● **Task description**: Retype, exactly as they appear below, the lines between the line holding "Please drop a marker on every instance of the yellow" and the line holding "Please drop a marker on every instance of the camouflage uniform", both ends included.

● **Source material**:
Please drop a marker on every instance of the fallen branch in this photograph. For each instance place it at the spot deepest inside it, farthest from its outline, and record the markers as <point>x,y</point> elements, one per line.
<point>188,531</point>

...

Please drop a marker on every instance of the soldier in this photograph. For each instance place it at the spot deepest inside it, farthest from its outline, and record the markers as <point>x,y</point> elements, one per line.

---

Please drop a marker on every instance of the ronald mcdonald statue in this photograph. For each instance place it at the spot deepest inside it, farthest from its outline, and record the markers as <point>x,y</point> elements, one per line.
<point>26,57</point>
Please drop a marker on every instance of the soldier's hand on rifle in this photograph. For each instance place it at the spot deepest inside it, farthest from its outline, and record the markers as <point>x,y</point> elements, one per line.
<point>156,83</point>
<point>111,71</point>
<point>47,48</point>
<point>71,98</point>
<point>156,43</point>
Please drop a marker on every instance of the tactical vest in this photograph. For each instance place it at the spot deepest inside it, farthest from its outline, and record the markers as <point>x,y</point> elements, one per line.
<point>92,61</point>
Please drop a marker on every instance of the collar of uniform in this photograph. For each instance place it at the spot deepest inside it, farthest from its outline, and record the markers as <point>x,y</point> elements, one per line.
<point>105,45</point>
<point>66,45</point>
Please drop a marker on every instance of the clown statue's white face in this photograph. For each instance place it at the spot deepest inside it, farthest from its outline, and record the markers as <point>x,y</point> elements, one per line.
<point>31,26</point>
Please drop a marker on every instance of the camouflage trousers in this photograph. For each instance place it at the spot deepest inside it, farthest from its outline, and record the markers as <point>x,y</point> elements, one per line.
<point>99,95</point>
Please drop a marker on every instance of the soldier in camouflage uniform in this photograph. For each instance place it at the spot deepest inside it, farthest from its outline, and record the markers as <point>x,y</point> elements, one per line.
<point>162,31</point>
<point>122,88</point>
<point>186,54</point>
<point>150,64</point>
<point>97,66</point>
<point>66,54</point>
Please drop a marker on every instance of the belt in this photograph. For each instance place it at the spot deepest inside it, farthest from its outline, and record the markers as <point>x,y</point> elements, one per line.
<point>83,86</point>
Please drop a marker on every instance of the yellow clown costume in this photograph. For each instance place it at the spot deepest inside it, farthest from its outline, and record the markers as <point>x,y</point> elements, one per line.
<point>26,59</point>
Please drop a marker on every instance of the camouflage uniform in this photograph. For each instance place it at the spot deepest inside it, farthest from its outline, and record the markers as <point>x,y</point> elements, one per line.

● **Reply**:
Please drop a marker on every instance of the yellow clown costume in this photograph. For each instance place it at the spot deepest inside it, farthest from its outline, and record the markers as <point>x,y</point> elements, one per line.
<point>26,59</point>
Please drop a marker on every instance of the camouflage uniform in this photograph. For each instance place it at the spot deepest inside it, farthest from its outline, and record the markers as <point>x,y</point> elements, one per line.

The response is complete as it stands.